### What is needed:
Copying starts at the line containing "Output: a JSON" and stops after the last line of the records; each line is repeated exactly, and pictures are skipped.

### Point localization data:
'''
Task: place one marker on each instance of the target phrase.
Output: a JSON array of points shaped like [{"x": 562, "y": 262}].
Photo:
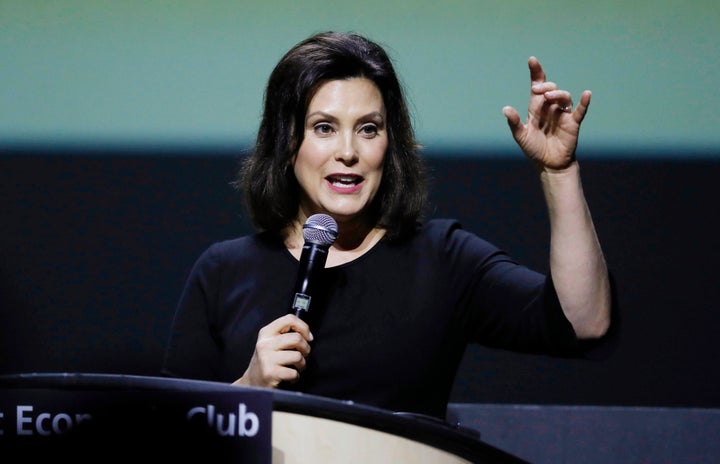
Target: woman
[{"x": 401, "y": 297}]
'''
### Result for this exercise:
Output: a JSON array of points shaped like [{"x": 562, "y": 262}].
Photo:
Target: woman
[{"x": 401, "y": 297}]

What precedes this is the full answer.